Start Available data
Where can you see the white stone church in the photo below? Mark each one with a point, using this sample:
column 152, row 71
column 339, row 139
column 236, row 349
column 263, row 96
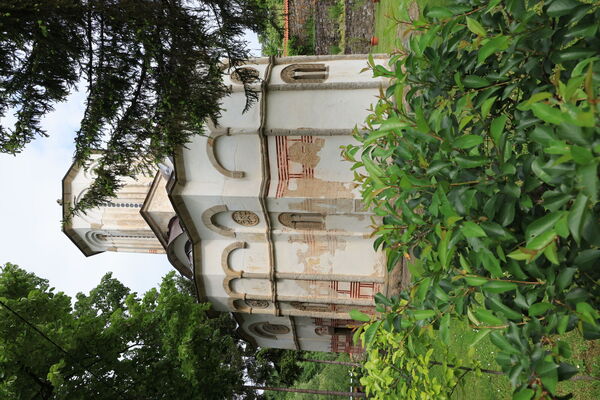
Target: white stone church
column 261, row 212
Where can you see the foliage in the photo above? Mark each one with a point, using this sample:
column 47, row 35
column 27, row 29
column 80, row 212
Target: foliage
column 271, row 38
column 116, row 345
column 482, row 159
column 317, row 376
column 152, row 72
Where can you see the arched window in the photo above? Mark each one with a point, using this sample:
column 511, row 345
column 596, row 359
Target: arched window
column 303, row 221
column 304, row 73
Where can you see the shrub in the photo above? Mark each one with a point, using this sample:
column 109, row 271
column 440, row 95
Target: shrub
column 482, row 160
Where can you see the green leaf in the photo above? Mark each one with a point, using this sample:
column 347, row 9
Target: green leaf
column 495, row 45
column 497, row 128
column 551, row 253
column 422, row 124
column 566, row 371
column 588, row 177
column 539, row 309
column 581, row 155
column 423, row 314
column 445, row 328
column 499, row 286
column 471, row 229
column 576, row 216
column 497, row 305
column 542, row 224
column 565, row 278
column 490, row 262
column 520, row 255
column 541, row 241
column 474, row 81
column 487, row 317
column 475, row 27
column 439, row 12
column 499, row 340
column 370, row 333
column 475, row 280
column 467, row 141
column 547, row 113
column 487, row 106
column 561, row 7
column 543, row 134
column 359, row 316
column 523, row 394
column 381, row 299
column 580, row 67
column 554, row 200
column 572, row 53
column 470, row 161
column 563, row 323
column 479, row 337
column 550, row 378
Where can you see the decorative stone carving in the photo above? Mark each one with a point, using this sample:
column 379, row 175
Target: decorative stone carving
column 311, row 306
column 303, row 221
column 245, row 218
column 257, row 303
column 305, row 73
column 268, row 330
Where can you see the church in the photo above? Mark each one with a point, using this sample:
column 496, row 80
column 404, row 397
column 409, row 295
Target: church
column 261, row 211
End Available data
Start Available data
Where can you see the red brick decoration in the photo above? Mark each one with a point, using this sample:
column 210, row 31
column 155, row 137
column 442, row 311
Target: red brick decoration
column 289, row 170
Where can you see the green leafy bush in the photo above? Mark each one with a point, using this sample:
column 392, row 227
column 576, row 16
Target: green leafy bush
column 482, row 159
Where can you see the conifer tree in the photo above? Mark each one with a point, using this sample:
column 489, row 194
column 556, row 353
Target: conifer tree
End Available data
**Short task:**
Copy out the entries word for word, from the line containing "Where can you see the white" through the line containing "column 261, row 212", both of those lines included. Omit the picture from your copy.

**Solution to the exercise:**
Where can you see the white stone church in the photo below? Mark each one with a point, using this sample:
column 152, row 71
column 339, row 139
column 236, row 349
column 263, row 96
Target: white stone church
column 261, row 212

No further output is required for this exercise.